- **TASKS TO CARRY OUT**:
1/ Reproduce the part of the patent text on stacked market forecasting between "One of the uses" and "degree of accuracy.", inclusive.
2/ Continue the patent text on forecasting market behavior with a stacked prediction model from where it stops.

- **PASSAGE**:
::::::::::

BACKGROUND OF THE INVENTION

Field of the Invention

The present invention relates to information handling systems. More specifically, embodiments of the invention relate to generating and using a stacked prediction model to forecast market behavior.

Description of the Related Art

As the value and use of information continues to increase, individuals and businesses seek additional ways to process and store information. One option available to users is information handling systems. An information handling system generally processes, compiles, stores, and/or communicates information or data for business, personal, or other purposes thereby allowing users to take advantage of the value of the information. Because technology and information handling needs and requirements vary between different users or applications, information handling systems may also vary regarding what information is handled, how the information is handled, how much information is processed, stored, or communicated, and how quickly and efficiently the information may be processed, stored, or communicated. The variations in information handling systems allow for information handling systems to be general or configured for a specific user or specific use such as financial transaction processing, airline reservations, enterprise data storage, or global communications. In addition, information handling systems may include a variety of hardware and software components that may be configured to process, store, and communicate information and may include one or more computer systems, data storage systems, and networking systems.

One of the uses of such information systems include forecasting market behavior. Information systems used in forecasting market behavior are often complex and difficult to implement, typically involving processing large amounts of data. Given the large amount of data and the resources needed to process that data, it may be difficult to forecast market behavior with the desired degree of accuracy.

SUMMARY OF THE INVENTION

A system of one or more computers can be configured to perform particular operations or actions by virtue of having software, firmware, hardware, or a combination of them installed on the system that in operation causes or cause the system to perform market forecasts using a stacked prediction model. One or more computer programs can be configured to perform particular operations or actions by virtue of including instructions that, when executed by data processing apparatus, cause the apparatus to generate the stacked prediction model and execute market forecasts using the model. One embodiment is directed to a computer-implemented method for forecasting market behavior including: accessing stored time-series sequenced data representing historical market behavior; applying multiple prediction models to the time-series sequenced data; determining a respective error associated with application of each multiple prediction model to the time-series sequenced data; generating a stacked prediction model using at least two of the multiple prediction models, where the stacked prediction model includes a weighting factor for each of the prediction models used in the stacked prediction model, where the weighting factor for each of the prediction models in the stacked prediction model employs an inversion of the respective error in the prediction model; and applying the stacked prediction model to forecast market behavior. Other embodiments of this aspect include corresponding computer systems, apparatus, and computer programs recorded on one or more computer storage devices, each configured to perform the actions of the methods.

::::::::::

- **DATA SECTION**:
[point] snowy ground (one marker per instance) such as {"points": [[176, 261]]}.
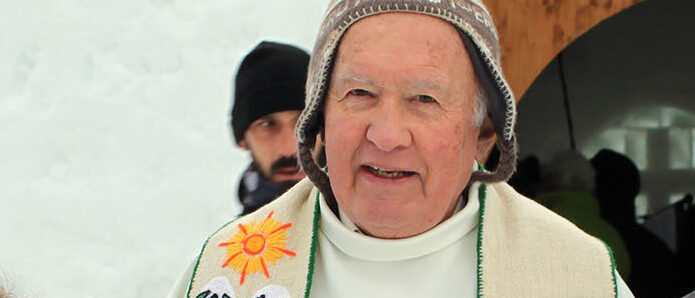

::::::::::

- **OUTPUTS BY TASK**:
1/
One of the uses of such information systems include forecasting market behavior. Information systems used in forecasting market behavior are often complex and difficult to implement, typically involving processing large amounts of data. Given the large amount of data and the resources needed to process that data, it may be difficult to forecast market behavior with the desired degree of accuracy.

2/
Another embodiment is directed to a system including: a processor; a data bus coupled to the processor; and a non-transitory, computer-readable storage medium embodying computer program code, the non-transitory, computer-readable storage medium being coupled to the data bus, the computer program code interacting with a plurality of computer operations and including instructions executable by the processor and configured for: accessing stored time-series sequenced data representing historical market behavior; applying multiple prediction models to the time-series sequenced data; determining a respective error associated with application of each multiple prediction model to the time-series sequenced data; generating a stacked prediction model using at least two of the multiple prediction models, where the stacked prediction model includes a weighting factor for each of the prediction models used in the stacked prediction model, where the weighting factor for each of the prediction models in the stacked prediction model employs an inversion of the respective error in the prediction model; and applying the stacked prediction model to forecast market behavior. Other embodiments of this aspect include corresponding computer systems, apparatus, and computer programs recorded on one or more computer storage devices, each configured to perform the actions of the methods.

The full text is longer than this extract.